• _Problem description_: Below are some entries. Reproduce them word for word.

• _Records to process_:
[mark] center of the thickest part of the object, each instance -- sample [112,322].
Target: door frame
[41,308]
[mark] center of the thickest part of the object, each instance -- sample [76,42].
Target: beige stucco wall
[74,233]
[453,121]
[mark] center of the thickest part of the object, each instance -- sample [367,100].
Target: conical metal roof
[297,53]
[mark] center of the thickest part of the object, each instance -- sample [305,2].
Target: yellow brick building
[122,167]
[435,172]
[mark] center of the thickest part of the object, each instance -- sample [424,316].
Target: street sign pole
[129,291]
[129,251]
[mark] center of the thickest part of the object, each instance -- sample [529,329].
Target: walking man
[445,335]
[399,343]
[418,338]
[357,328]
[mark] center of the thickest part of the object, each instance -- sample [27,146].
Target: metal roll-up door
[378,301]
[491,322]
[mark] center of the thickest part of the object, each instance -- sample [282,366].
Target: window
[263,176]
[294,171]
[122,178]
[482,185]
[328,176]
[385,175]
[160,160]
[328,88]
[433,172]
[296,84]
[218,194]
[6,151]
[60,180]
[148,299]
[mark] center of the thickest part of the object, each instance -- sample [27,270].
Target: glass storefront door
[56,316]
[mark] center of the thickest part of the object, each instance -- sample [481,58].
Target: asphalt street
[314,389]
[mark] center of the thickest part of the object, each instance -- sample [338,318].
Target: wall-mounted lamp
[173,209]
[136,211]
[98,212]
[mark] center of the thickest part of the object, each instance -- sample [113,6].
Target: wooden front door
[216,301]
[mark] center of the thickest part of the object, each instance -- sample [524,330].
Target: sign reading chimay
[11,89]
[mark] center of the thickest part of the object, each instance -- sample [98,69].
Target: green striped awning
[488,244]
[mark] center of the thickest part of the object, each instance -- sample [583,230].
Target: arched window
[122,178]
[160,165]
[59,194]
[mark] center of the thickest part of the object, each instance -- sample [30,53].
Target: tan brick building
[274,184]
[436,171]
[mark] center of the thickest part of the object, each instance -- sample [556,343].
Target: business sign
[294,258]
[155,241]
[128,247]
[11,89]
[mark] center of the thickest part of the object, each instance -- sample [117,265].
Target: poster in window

• _Output of the exercise_:
[mark] center of the thickest part of the object, each instance -- sample [112,322].
Target: door frame
[41,308]
[mark] center of the thickest part of the object, each instance -- sample [76,42].
Target: beige stucco wall
[74,233]
[453,121]
[mark] center of the thickest part of the object, each instance -- sample [367,100].
Target: conical metal roof
[297,53]
[mark] center of the thickest part of the object, each instance -- sample [305,2].
Target: yellow brick building
[122,167]
[435,172]
[mark] center of the thickest part of the object, each instance -- sample [424,316].
Target: street sign pole
[129,291]
[129,251]
[mark] center of the thickest part of the object, each instance -- sample [529,329].
Target: walking man
[445,335]
[399,343]
[418,338]
[357,328]
[mark] center of the thickest part of the object, each instance -- sample [27,146].
Target: metal roll-up door
[378,301]
[491,322]
[mark] center of the thickest part of the object, each instance -- sample [282,366].
Target: window
[263,176]
[294,171]
[122,178]
[482,185]
[328,176]
[385,175]
[160,160]
[328,88]
[433,172]
[296,84]
[218,194]
[6,151]
[60,180]
[148,299]
[mark] center of the thickest part of the object, each instance -- sample [27,270].
Target: glass storefront door
[56,316]
[mark] center of the thickest part of the object, each instance -- sample [481,58].
Target: asphalt street
[314,389]
[mark] center of the thickest part of the object, each instance -- sample [338,318].
Target: wall-mounted lamp
[173,209]
[136,211]
[98,212]
[mark] center of the thickest part of the object, each instance -- sample [113,6].
Target: wooden front door
[216,301]
[mark] center of the thickest part of the object, each instance -- sample [524,330].
Target: sign reading chimay
[11,89]
[mark] center of the thickest part of the object, each instance -- sample [98,69].
Target: green striped awning
[488,244]
[mark] center of the thickest part of the object, each instance -- sample [583,230].
Target: arched window
[122,178]
[160,165]
[59,194]
[mark] center of the thickest part of the object, each instance -- sample [30,53].
Target: tan brick building
[274,184]
[436,171]
[mark] center of the thickest part of the object, each instance -- sample [556,343].
Target: business sign
[294,258]
[155,241]
[128,247]
[11,89]
[mark] center of the thickest part of the object, each instance -- sample [117,265].
Target: poster in window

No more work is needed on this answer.